** SOURCE EXTRACT **
START
Editorial Comment:   Coming up soon (as soon as I can format it for posting) and covering some of the same ground as Curt’s, is a list of “100 Good Detective Novels,” by Mike Grost. The emphasis is also on detective fiction, so obviously some of the authors will be the same as those in Curt’s list, but Mike doesn’t restrict himself to British authors, and the time period is much wider, ranging from 1866 to 1988, and the actual overlap is very small.

   Some odds and ends this time, almost of them dealing with small typographical errors that have been spotted and corrected in Part 34 of the online Addenda to the Revised Crime Fiction IV, by Allen J. Hubin.

COBB, (GEOFFREY) BELTON. 1892-1971. Son of Thomas Cobb, 1835-1932, q.v. Sales director for Longman’s publishers and a regular contributor to Punch and other magazines. His detective novels invariably involved one or more of three series characters: Inspector Cheviot Burmann (41 titles), Bryan Armitage (21 titles) and Superintendent Manning (6 titles), with some overlap. A small handful of stand-alone novels are also included in his entry in the Revised Crime Fiction IV.
END
** SET PROBLEM **
Please pick up the crime fiction notes above after their final sentence and carry them on. The entries that come next have no part in this.

Recorded data
START
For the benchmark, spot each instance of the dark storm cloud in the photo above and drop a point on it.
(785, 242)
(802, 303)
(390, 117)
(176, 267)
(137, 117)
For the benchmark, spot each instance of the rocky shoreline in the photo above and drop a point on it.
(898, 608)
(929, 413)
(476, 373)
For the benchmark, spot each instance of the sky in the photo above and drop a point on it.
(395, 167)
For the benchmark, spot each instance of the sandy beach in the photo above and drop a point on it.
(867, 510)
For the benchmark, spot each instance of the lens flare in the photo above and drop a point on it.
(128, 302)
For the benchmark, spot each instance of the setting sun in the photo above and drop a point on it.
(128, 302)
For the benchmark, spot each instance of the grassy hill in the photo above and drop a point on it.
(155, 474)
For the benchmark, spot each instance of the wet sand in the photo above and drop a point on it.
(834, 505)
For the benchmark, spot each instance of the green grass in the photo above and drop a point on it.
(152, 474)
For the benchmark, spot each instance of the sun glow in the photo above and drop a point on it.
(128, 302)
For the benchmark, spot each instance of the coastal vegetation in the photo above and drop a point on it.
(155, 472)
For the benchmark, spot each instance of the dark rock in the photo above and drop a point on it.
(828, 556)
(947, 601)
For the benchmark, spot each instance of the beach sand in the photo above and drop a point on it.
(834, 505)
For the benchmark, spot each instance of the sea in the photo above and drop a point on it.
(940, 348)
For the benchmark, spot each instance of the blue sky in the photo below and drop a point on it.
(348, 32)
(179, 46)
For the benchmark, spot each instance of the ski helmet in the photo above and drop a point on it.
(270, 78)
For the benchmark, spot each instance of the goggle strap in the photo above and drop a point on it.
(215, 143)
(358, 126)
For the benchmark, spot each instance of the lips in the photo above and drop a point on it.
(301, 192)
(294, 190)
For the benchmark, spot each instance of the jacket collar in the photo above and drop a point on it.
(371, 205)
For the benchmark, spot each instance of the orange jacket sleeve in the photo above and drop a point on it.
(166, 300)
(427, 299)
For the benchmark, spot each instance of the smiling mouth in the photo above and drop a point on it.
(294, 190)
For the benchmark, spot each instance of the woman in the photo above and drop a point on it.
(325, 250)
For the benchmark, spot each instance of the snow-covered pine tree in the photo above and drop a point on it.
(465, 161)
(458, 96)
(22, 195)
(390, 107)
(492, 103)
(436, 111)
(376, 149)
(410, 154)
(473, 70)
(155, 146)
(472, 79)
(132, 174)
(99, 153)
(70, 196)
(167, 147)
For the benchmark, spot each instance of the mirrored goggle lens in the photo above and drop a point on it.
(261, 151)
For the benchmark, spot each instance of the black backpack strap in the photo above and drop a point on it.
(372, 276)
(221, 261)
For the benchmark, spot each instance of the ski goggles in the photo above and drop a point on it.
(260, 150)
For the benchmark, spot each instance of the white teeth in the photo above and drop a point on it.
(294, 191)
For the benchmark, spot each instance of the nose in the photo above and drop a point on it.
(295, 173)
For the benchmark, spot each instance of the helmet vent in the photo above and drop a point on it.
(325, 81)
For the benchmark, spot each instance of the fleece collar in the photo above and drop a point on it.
END
** WRITTEN ANSWER **
DEHAN, RICHARD. Pseudonym of Clothilde (Inez Augusta Mary) Graves, 1863-1932, q.v. Under this pen name, the author of two story collections included in the Revised Crime Fiction IV; some of the stories are criminous.

FORSYTE, CHARLES. Joint pseudonym of Gordon Charles George Philo, 1920-2009, and his wife Mavis Ella (Galsworthy) Philo, 1920-1986, qq.v. Under this pen name, the author of four crime and/or espionage novels included in the Revised Crime Fiction IV, three of them cases for Inspector Richard Left. Of special note is the following book, also in his CFIV entry:
      The Decoding of Edwin Drood. Gollancz, UK, hc, 1980; Scribner, US, hc, 1980. Discussion of previous attempts to complete the novel by Charles Dickens, 1812-1870, with a new ending by this author.

         CHARLES FORSYTE Drood

GRAVES, CLOTILDE (INEZ AUGUSTA MARY). 1863-1932. Add name in full (first named sometimes spelled Clothilde). Pseudonym: Richard Dehan, q.v. Born in Cork; actress, journalist, illustrator, poet and playwright. Under her own name, the author of one title included with a dash in the Revised Crime Fiction IV. See below. Other work, according to one source includes “humorous novels and stories of witchcraft and pagan religions.”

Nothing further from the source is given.